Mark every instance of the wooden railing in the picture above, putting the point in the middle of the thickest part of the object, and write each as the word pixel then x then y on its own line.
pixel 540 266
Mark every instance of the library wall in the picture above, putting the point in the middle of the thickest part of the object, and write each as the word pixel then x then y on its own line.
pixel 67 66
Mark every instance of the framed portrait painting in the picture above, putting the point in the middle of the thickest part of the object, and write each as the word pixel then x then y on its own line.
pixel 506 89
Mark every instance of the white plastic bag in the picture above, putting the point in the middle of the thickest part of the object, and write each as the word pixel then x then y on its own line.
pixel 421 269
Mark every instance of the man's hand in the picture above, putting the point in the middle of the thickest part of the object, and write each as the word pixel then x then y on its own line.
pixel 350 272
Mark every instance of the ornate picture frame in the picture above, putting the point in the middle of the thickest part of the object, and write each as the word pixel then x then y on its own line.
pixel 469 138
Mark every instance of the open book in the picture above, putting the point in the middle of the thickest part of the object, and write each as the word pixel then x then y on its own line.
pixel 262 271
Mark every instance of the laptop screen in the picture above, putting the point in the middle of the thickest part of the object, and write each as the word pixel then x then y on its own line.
┄┄┄┄┄┄┄┄┄┄
Prompt –
Rewrite every line of the entries above, requests included, and increase each x and y coordinate in the answers by 131.

Correct output –
Mark every instance of the wooden railing in the picture above, putting the point in the middle of the thickest part of the object, and write each as the word pixel then x then y on its own line.
pixel 671 397
Mark every instance of the library wall in the picture above, putting the point in the middle of the thickest part of the object, and write each as the word pixel then x then y on its own line.
pixel 198 197
Mark every instance of the framed portrait painting in the picture above, putting the point in the middle of the thickest part of the object, and write each as the word pixel then x then y on its own line.
pixel 637 220
Mark every instance of the white plastic bag in the picture above, putting the point in the middle of the thickest part of the object, and write each as the word pixel then x then y on its own line.
pixel 552 400
Mark every instance of the man's hand in the picture above, putting the point in the middle of the thickest part of the object, and write each as the word pixel then x then y on its own line.
pixel 481 403
Mark every instance of the ornate picture frame in the picture above, putting the point in the middle of the thickest part of the object, and write each as the word pixel then x then y on its own line.
pixel 600 269
Mark every instance of the open book in the picture above, putting the point in the middle of the thickest part of the object, and write each as the word pixel then x then y on its own line.
pixel 393 402
Mark every instance of the laptop screen in the picture above, putting the point in the middle of the thickest part of the object, and write each as the word pixel then x then y on its own line.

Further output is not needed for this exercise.